Exercise task a:
From the page about the album My People, pull out the stretch from "Studio album by Joe" through "released in 1996." word for word.

Text to read:
Studio album by Joe Zawinul
- Released: September 1996
- Recorded: 1992–1996
- Genre: World music, jazz
- Length: 52:33
- Label: Escapade Music
- Producer: Ivan Zawinul, Joe Zawinul

Joe Zawinul chronology
| Stories of the Danube (1996) | My People (1996) | World Tour (1998) |

= My People (Joe Zawinul album) =

My People is a studio album by Austrian-born jazz musician Joe Zawinul which was recorded and released in 1996.

Professional ratings
Review scores
| Source | Rating |
| AllMusic |  |
| The Penguin Guide to Jazz |  |

== Recording and music ==

The album was recorded in 1996. The music draws on several international influences. "The musical structures are linear, the rhythms full of intricacies welded to Zawinul's love affair with the groove, the synthesizer textures usually sparer than ever. There are vocals in several languages".

Records supplied:
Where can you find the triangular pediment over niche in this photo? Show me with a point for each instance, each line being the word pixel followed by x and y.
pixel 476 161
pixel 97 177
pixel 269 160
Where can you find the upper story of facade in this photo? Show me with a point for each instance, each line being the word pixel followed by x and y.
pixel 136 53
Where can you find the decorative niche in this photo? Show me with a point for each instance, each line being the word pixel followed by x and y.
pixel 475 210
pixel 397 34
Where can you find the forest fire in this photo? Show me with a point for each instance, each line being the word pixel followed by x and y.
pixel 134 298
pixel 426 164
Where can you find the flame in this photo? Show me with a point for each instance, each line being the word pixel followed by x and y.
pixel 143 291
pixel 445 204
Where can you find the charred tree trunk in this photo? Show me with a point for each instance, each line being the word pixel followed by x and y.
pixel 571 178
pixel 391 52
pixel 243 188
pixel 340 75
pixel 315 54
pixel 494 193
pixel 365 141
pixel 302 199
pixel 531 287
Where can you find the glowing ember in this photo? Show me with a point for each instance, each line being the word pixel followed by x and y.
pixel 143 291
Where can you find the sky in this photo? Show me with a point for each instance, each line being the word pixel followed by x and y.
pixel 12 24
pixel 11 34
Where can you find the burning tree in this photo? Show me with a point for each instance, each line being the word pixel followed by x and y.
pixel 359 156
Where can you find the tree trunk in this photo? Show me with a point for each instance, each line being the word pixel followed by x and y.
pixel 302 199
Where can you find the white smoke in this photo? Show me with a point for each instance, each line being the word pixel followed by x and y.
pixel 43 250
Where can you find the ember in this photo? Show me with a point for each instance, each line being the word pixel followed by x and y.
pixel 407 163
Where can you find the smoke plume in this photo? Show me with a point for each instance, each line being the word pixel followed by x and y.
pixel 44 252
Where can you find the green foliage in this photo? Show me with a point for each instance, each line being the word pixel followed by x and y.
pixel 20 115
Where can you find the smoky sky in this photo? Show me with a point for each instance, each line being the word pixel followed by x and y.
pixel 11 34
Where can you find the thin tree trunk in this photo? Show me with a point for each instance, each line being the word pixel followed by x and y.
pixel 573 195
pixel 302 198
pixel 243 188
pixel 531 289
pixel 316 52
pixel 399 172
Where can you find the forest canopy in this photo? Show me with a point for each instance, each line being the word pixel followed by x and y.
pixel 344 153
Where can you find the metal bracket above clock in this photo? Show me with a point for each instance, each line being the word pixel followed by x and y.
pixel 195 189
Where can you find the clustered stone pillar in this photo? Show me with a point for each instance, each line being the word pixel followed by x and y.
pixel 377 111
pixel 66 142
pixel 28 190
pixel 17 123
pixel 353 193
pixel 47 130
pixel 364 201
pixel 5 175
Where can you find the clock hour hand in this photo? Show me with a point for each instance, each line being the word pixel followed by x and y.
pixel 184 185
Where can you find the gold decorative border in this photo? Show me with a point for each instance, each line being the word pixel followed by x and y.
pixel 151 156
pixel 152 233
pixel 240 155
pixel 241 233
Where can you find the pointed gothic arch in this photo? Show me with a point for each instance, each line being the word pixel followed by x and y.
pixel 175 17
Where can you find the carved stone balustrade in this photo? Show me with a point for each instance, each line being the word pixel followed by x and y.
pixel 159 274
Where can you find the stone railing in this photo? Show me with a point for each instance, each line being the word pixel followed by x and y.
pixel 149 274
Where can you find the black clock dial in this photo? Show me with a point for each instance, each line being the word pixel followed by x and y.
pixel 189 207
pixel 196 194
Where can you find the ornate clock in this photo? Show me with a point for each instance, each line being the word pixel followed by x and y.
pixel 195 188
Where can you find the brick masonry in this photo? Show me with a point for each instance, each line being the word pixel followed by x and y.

Exercise task b:
In how many lines of the entries does the string "decorative" occur? Reply with the number alone.

Complete response a:
Studio album by Joe Zawinul
- Released: September 1996
- Recorded: 1992–1996
- Genre: World music, jazz
- Length: 52:33
- Label: Escapade Music
- Producer: Ivan Zawinul, Joe Zawinul

Joe Zawinul chronology
| Stories of the Danube (1996) | My People (1996) | World Tour (1998) |

= My People (Joe Zawinul album) =

My People is a studio album by Austrian-born jazz musician Joe Zawinul which was recorded and released in 1996.

Complete response b:
2